> **BRIEF**: Read through the material below and copy each line in which the word "porch" occurs.

> **DATA FOR PROCESSING**:
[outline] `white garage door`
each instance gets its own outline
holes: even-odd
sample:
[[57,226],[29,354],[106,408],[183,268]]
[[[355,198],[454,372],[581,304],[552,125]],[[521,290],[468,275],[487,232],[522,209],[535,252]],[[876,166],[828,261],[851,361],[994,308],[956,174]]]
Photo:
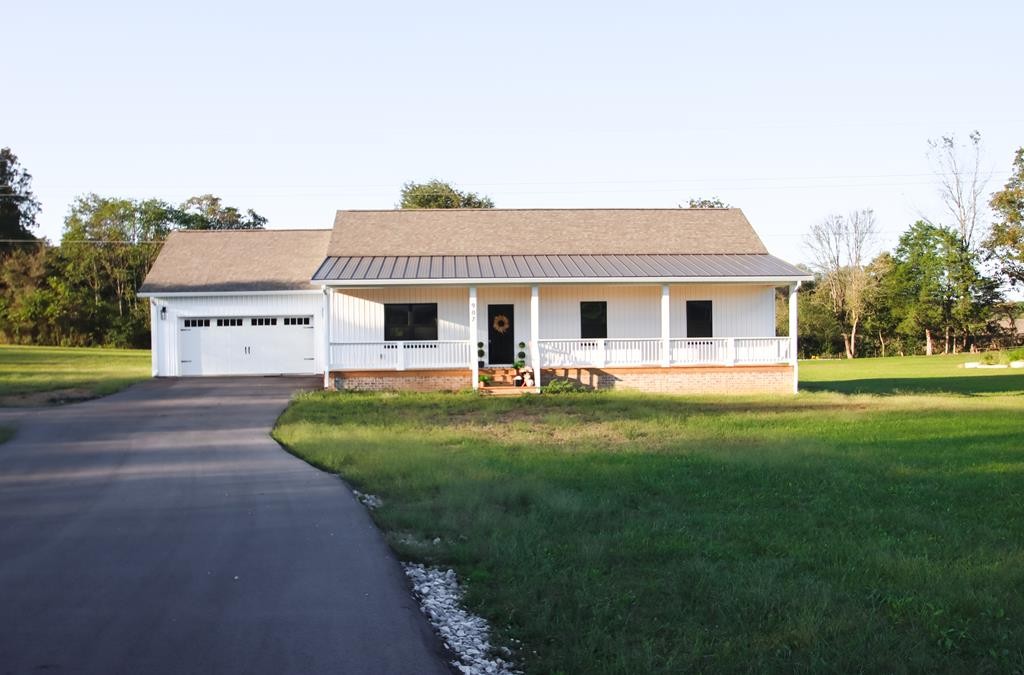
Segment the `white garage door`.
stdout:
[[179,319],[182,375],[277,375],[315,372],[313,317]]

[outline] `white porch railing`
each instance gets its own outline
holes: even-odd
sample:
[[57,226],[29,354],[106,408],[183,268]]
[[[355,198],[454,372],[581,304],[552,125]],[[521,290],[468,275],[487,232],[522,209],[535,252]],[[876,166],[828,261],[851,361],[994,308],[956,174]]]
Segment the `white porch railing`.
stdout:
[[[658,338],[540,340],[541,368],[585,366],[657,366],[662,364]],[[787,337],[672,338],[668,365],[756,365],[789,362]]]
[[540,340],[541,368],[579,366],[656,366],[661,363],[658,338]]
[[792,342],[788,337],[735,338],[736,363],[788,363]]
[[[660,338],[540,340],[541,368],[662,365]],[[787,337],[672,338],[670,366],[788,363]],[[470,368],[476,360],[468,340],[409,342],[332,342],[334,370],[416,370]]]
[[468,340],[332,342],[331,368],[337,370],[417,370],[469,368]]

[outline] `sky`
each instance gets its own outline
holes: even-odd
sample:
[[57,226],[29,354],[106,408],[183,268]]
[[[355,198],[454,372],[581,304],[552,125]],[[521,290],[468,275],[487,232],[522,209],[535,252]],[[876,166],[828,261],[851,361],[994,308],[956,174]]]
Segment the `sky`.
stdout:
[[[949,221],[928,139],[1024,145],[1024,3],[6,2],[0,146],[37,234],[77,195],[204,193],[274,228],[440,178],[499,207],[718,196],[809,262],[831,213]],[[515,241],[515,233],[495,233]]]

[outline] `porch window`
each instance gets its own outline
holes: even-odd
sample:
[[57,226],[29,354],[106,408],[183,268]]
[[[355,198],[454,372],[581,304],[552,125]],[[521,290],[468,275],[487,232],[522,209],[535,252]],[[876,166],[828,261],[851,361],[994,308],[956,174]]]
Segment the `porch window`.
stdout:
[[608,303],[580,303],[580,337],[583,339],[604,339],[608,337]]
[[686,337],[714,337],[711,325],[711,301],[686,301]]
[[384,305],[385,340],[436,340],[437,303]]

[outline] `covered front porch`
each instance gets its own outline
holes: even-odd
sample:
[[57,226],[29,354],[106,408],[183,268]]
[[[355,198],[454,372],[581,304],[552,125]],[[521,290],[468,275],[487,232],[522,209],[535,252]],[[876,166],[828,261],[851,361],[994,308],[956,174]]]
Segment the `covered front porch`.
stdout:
---
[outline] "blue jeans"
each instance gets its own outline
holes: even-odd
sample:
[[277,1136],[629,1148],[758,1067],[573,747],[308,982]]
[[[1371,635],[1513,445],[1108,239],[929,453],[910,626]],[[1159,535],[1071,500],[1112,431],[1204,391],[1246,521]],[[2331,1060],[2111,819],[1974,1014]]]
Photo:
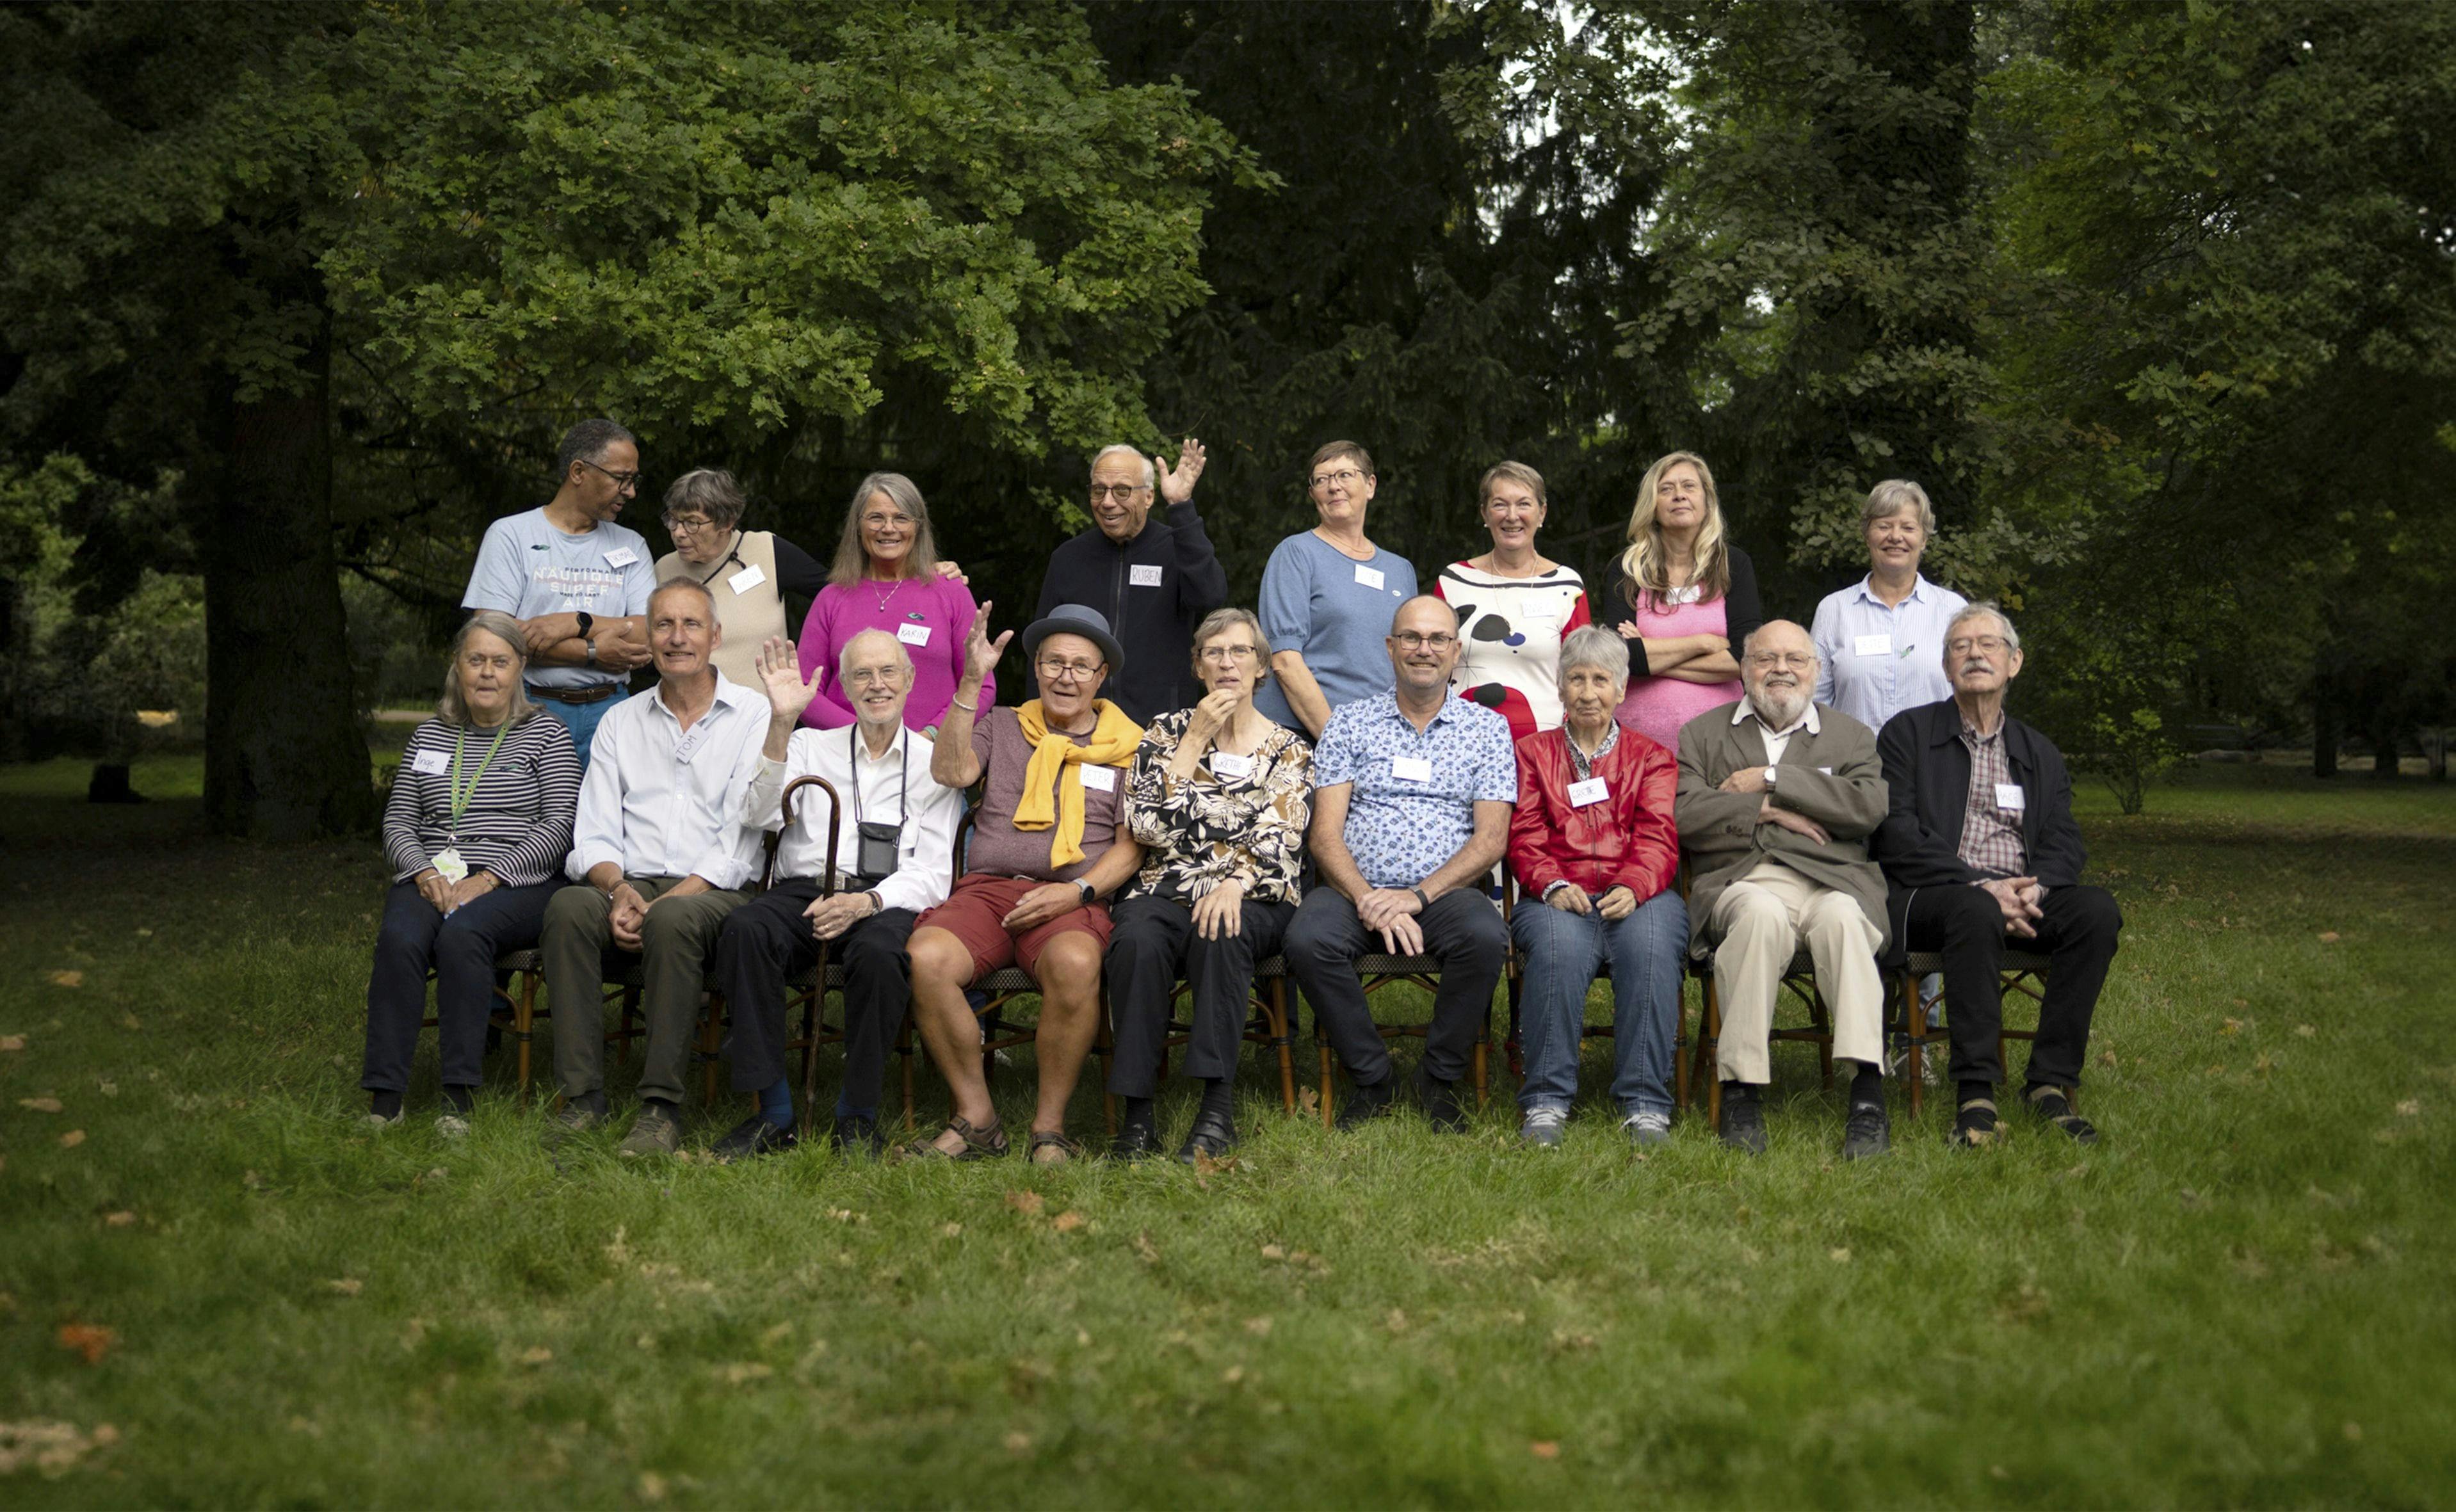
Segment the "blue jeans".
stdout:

> **TASK RESULT**:
[outline] `white porch railing`
Segment the `white porch railing`.
[outline] `porch window`
Segment the `porch window`.
[outline] `covered front porch`
Segment the `covered front porch`.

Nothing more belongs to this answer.